━━ SOURCE PASSAGE

Paulm , I've just read a precise of a review of 'The Apocalypse Code . The review is by Dr Norman Geisler on the prophetic years.com and, far from being 'over woodenly in his interpretion ', Frank Hanegraaff is thought to be too liberal . Frank is alleged to use an 'allegorical' method of interpretation; plain meaning to 'deeper' meaning;literal promises to 'spiritual' promises; Jewish tribes to 'Gentile tribes;a literal resurrection to a 'spiritual' resurrection etc . Dr Geisler is surprised at Frank Gs stance and does not agree with him .There are comments by readers too . It is thought Replacement theology and Dominion theology supported. Reviews of books are a good idea if possible ?.

Bruce Johnson

commented on May 26, 2013

Kevin, I think we're in agreement that you can preach with conviction that Christ is risen. But if you look at the examples in the article like the role of women or what Paul meant by head coverings in 1 Cor. 11, I'm not focusing on the core of our faith. But even what we may think is core, may not be to others (i.e. Calvinists vs. Arminians). Or, let me give you another example that I'll probably write about soon on church structure. I can't tell you how many churches preach that their style of church leadership is the biblical way?even though they're all different. Even funnier is the way they define the terms (one church will define elders as all lay people, another will define elders as all pastors, another will define elders as pastors of other churches, another will define elders as a combo, while another will define elders as only men over a certain age, etc.). And despite those differences, somehow God is blessing all those different structures. Which is what causes me to suggest that a better approach than being a "certain knower" is to be a "responsible interpreter." Finally, I'm not arguing that you shouldn't take a stand, just to hold it humbly because you might be wrong and there are probably godly people who differ (just pull out three commentaries on any passage and you'll probably find differences of opinions from people who've spent years studying the passages you and I have a short time to study in any given week). Hope that helps clarify what I was saying (which, by the way, was meant to be a freeing thing).

Bill Williams

commented on May 26, 2013

Excellent article, and very relevant to many of the conversations I've participated on this board! Conviction and humility are not mutually exclusive, and yet we must be very careful never to confuse arrogance with conviction. "Responsible interpreters"--I like that phrase! It takes the task of interpreting Scripture seriously while at the same time recognizing that, as Paul writes, "we know in part and we prophesy in part."

━━━━
━━ DATA LISTING

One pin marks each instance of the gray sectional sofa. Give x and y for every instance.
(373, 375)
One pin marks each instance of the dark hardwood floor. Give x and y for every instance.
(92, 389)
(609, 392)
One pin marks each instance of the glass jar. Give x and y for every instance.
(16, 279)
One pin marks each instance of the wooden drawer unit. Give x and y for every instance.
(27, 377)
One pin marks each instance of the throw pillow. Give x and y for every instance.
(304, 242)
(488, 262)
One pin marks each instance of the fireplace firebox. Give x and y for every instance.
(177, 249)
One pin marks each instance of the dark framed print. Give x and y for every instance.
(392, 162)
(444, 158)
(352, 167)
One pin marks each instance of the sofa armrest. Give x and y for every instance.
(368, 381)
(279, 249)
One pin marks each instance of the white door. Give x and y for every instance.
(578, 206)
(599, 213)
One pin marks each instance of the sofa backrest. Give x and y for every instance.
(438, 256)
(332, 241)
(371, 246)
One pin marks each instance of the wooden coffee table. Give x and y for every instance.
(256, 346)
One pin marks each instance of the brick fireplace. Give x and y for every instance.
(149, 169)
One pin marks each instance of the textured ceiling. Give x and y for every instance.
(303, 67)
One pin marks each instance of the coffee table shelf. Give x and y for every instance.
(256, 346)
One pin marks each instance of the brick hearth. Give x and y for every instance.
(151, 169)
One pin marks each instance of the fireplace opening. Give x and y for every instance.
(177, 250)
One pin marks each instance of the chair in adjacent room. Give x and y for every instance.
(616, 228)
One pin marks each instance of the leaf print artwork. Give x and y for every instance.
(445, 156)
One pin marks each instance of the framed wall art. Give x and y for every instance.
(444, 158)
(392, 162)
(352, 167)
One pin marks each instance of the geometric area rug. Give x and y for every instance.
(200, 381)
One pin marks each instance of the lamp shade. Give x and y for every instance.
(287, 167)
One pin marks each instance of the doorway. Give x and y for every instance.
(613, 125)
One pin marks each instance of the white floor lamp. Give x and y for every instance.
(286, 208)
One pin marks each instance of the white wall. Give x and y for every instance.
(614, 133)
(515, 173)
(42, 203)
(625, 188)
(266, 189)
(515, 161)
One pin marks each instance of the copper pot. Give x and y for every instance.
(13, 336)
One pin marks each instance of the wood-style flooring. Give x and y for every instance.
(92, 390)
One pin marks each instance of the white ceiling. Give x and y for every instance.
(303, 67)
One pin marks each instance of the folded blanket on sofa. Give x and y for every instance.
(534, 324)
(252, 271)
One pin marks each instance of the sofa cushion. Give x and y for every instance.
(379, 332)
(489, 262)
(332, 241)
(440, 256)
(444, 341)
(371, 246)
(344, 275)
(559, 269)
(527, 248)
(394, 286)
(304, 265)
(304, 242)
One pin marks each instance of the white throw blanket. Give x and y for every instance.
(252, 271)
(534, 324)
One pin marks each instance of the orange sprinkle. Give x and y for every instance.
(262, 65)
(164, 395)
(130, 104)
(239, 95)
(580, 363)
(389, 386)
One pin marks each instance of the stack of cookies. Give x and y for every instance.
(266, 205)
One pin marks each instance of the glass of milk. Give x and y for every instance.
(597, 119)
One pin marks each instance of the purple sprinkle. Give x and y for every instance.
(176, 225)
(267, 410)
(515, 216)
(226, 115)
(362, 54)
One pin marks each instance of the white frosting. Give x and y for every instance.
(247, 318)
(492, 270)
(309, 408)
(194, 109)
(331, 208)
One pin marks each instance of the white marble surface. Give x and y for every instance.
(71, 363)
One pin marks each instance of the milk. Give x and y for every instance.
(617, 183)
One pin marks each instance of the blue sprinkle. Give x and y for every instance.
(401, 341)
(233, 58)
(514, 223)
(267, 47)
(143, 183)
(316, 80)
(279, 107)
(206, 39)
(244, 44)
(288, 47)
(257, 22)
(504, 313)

━━━━

### [EXERCISES]
**1)** Answer these questions using the comment thread above, and mark each answer with its letter:
(a) Who wrote the review of 'The Apocalypse Code' that the first comment mentions?
(b) On what date did Bruce Johnson comment?
(c) Which phrase does Bill Williams say he likes?
**2)** Tally the lines of the listing that contain the word "milk", and give only the number.

### [SOLVED TASKS]
**1)**
(a) Dr Norman Geisler
(b) May 26, 2013
(c) "Responsible interpreters"

**2)** 2